* [SELECTED TEXT]
Author Topic: FreeRTOS performance penalty  (Read 32234 times)

0 Members and 1 Guest are viewing this topic.

Offline dannyfTopic starter

  • Super Contributor
  • ***
  • Posts: 8221
  • Country: 00
FreeRTOS performance penalty
« on: September 17, 2014, 01:41:46 am »
So, I have ported FreeRTOS (8.1.2) to a PIC24F (specifically, PIC24FJ64GA102 running at 8Mhz (=16Mhz crystal). Compiler is C30 3.25, no optimization (full optimization was also tested).

Test: I am comparing two blinkies,

1) no FreeRTOS / naked, flipping PB.0 and measure the frequency of the flip;
2) with FreeRTOS, flipping PB.0 through 10 separate tasks (no messaging between them), and measure the frequency of the flip.

I am taking your guestimates:

1) What's the incremental flash usage?
2) What's the incremental (static) ram usage?
3) What the frequency of the flip, as a percentage vs. that of the naked flip?

Yes, I do have the numbers, :)

BTW, the porting is fairly easy: i had done it before, with a lpc arm chip on FreeRTOS 7.5.

* [EXERCISE MATERIALS]
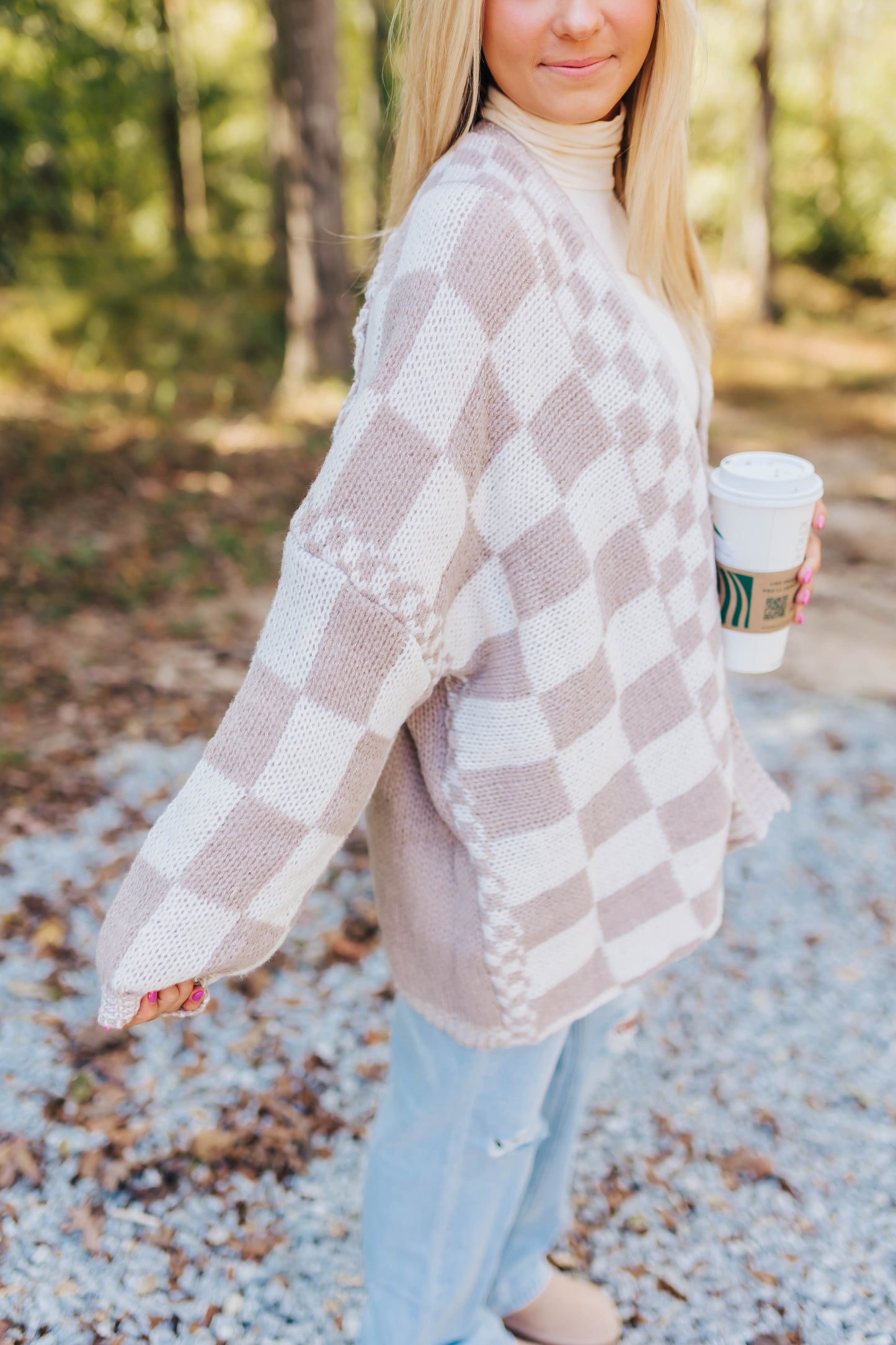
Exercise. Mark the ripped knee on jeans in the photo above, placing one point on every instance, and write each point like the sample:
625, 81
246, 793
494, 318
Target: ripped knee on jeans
528, 1137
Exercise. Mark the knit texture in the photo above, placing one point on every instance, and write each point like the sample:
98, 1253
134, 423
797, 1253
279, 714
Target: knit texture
499, 602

* [EXERCISES TO COMPLETE]
- a) Reproduce word for word the stretch of the FreeRTOS forum post that begins at the words "Test: I am comparing" and stops after "incremental flash usage?".
- b) Quote the records exactly, beginning at the line that contains "Exercise. Mark the knit" and continuing through the end of the records.
The records are unrelated to the FreeRTOS forum post.

* [ANSWERS TO THE TASKS]
- a)
Test: I am comparing two blinkies,

1) no FreeRTOS / naked, flipping PB.0 and measure the frequency of the flip;
2) with FreeRTOS, flipping PB.0 through 10 separate tasks (no messaging between them), and measure the frequency of the flip.

I am taking your guestimates:

1) What's the incremental flash usage?

- b)
Exercise. Mark the knit texture in the photo above, placing one point on every instance, and write each point like the sample:
98, 1253
134, 423
797, 1253
279, 714
Target: knit texture
499, 602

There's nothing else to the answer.